WORK INSTRUCTIONS –
• a. Copy word for word the part of the course descriptions starting at "In this course, students" and ending at "the current moment.".
• b. In the course descriptions, where will the accounts that students in Holly Tucker's course write about their own experiences with COVID-19 be submitted?

DOCUMENT EXTRACT –
============================================================
Instructor: Holly Tucker, Director of the Robert Penn Warren Center for the Humanities

In this course, students will analyze first-hand accounts of pandemics to understand how public health crises were experienced and documented in the past. We will focus primarily on specific diseases as experienced from Antiquity to the nineteenth century (the Black Death/plague, smallpox, cholera)—as well as social and medical approaches to them (miasma theory, "poison thesis," germ theory, vaccines, etc.). As part of the course, students will produce creative, first-hand accounts about their own experiences with COVID-19. This work will be submitted to the COVID-19 archives at the Vanderbilt University Libraries so researchers and students in the future can learn more about the ways we lived through and made sense of the current moment.

Instructor: LaTonya Trotter, Assistant Professor of Sociology

In the winter of 2019, we witnessed the emergence and spread of a novel coronavirus. Alongside the movement of the virus, we also watched the spread of narratives of who was to blame. While the virus is novel, the politics of blame are not. In this course, we will consider how who we blame is less about epidemiology, and more about pre-existing lines of exclusion. Through comparing the contemporary case of the coronavirus pandemic with historical cases, students will develop an understanding of how a new virus becomes the reproductive site of old narratives of "racial fitness," "diseased foreigners," and "moral degeneracy," and their impact on public policy. Through understanding the pandemic from a comparative lens, the course will help students move beyond the "facts" of the phenomenon to develop a critical understanding of the relationship between biological, social, and political realities.
============================================================
LISTED RECORDS –
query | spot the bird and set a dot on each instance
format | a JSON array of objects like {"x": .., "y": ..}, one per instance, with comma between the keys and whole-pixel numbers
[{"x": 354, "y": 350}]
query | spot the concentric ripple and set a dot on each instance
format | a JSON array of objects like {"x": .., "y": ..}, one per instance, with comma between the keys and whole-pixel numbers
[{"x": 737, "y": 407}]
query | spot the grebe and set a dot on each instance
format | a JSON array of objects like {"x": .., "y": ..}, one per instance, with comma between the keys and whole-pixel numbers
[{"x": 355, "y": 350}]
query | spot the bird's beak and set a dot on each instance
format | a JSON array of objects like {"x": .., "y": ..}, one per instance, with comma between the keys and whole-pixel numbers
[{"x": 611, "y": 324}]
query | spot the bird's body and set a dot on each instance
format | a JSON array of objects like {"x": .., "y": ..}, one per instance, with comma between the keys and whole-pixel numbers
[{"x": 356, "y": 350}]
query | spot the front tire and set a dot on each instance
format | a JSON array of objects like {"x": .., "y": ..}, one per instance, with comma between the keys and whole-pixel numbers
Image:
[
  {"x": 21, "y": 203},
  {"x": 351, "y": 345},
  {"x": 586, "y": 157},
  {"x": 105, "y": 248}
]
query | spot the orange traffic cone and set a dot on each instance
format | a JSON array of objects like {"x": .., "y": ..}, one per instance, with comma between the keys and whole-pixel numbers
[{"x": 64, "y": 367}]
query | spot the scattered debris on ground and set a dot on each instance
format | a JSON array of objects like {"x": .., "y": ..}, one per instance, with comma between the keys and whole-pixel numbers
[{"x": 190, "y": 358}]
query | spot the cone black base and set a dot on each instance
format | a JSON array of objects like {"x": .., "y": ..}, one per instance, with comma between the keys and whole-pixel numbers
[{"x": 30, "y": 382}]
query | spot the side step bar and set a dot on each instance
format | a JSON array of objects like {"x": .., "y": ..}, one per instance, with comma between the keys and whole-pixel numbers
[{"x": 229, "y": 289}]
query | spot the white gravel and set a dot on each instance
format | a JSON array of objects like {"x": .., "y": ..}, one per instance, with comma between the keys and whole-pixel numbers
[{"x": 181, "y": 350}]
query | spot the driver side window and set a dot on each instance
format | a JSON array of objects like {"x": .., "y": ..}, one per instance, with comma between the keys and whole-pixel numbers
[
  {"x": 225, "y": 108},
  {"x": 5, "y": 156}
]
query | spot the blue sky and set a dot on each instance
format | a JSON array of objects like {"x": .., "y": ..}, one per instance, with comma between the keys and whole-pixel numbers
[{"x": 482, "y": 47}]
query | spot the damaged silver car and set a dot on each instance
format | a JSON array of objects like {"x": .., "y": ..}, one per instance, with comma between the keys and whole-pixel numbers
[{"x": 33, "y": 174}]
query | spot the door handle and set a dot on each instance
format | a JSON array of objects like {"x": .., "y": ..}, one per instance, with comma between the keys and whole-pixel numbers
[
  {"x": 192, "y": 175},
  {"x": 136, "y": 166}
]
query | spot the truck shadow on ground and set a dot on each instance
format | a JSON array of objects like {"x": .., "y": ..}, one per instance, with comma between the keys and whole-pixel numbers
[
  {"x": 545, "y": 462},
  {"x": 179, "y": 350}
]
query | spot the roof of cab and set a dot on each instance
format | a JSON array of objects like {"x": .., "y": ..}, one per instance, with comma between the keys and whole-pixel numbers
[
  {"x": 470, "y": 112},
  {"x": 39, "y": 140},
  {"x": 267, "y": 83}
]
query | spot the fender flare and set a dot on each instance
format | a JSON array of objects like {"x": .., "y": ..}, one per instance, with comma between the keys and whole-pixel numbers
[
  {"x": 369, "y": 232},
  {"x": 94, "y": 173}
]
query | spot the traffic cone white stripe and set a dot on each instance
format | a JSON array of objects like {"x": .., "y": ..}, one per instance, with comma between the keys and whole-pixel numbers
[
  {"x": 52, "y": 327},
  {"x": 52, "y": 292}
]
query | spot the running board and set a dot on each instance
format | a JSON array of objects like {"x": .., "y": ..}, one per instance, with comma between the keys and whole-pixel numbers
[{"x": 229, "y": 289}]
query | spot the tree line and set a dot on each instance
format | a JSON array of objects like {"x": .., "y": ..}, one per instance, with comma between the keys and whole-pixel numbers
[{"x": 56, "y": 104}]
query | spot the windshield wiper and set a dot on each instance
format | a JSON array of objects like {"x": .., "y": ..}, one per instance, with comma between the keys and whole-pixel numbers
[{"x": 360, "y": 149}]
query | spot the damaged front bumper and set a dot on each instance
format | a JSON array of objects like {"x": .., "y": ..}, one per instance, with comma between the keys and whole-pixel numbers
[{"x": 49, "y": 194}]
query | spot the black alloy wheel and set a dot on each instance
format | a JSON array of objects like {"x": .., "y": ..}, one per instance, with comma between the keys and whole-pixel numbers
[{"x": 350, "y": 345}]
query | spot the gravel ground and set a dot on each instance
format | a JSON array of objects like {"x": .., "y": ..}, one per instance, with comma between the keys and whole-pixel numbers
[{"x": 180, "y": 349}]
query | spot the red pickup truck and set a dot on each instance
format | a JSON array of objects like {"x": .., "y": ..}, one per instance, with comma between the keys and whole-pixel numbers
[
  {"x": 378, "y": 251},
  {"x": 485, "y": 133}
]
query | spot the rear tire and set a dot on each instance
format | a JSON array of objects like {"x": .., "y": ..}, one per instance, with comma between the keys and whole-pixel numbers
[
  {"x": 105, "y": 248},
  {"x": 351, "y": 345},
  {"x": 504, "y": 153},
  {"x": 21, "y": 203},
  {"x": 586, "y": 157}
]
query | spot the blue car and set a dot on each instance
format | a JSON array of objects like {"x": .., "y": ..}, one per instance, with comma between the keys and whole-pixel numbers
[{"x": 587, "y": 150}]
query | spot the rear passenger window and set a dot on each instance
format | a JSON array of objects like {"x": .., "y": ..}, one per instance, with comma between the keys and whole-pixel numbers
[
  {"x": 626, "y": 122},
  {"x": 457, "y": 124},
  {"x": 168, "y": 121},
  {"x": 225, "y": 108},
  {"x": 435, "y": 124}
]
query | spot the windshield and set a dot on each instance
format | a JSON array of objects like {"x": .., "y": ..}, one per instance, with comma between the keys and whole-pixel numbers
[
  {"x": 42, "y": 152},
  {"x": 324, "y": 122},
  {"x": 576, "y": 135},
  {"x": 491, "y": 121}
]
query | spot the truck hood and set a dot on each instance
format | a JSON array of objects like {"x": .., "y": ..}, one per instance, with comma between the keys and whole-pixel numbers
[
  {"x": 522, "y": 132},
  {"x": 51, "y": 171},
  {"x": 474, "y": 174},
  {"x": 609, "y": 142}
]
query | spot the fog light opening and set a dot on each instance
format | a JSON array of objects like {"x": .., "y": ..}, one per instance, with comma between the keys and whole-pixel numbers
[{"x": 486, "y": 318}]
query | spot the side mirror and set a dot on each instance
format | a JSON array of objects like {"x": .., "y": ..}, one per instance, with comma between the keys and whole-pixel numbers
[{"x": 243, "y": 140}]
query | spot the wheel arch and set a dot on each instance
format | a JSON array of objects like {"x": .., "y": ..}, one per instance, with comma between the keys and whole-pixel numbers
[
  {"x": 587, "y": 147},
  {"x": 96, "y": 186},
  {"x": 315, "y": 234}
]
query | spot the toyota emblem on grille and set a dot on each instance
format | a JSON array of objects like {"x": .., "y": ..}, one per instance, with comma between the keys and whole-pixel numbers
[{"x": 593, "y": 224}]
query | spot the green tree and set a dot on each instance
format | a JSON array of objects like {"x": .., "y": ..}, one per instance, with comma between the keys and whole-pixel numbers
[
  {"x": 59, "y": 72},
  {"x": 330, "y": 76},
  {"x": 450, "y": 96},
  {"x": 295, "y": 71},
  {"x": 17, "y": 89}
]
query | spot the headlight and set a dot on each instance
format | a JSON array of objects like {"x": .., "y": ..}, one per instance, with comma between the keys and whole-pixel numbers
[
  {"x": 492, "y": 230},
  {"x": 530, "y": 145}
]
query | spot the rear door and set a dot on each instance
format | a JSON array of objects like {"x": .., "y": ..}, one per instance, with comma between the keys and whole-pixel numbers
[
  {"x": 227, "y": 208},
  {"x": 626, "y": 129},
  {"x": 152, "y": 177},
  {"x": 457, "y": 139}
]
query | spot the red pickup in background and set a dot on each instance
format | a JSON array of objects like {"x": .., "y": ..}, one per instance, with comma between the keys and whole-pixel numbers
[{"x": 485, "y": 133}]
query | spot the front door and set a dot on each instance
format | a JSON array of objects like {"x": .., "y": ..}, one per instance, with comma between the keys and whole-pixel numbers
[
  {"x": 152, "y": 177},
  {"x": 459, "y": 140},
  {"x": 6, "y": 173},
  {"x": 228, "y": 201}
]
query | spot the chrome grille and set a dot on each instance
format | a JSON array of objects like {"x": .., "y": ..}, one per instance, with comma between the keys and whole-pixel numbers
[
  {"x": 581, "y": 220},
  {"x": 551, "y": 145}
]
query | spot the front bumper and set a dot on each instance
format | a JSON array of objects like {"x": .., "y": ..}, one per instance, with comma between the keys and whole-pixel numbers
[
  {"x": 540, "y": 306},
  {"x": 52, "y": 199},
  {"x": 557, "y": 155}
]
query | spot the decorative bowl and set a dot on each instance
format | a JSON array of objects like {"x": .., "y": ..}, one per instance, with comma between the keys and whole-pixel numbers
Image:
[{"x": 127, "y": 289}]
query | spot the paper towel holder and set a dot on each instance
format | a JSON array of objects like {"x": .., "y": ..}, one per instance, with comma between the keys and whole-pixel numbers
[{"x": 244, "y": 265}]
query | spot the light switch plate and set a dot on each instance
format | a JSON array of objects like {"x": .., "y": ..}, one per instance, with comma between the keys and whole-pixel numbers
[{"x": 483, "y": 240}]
============================================================
SOLUTION LIST –
• a.
In this course, students will analyze first-hand accounts of pandemics to understand how public health crises were experienced and documented in the past. We will focus primarily on specific diseases as experienced from Antiquity to the nineteenth century (the Black Death/plague, smallpox, cholera)—as well as social and medical approaches to them (miasma theory, "poison thesis," germ theory, vaccines, etc.). As part of the course, students will produce creative, first-hand accounts about their own experiences with COVID-19. This work will be submitted to the COVID-19 archives at the Vanderbilt University Libraries so researchers and students in the future can learn more about the ways we lived through and made sense of the current moment.

• b. To the COVID-19 archives at the Vanderbilt University Libraries.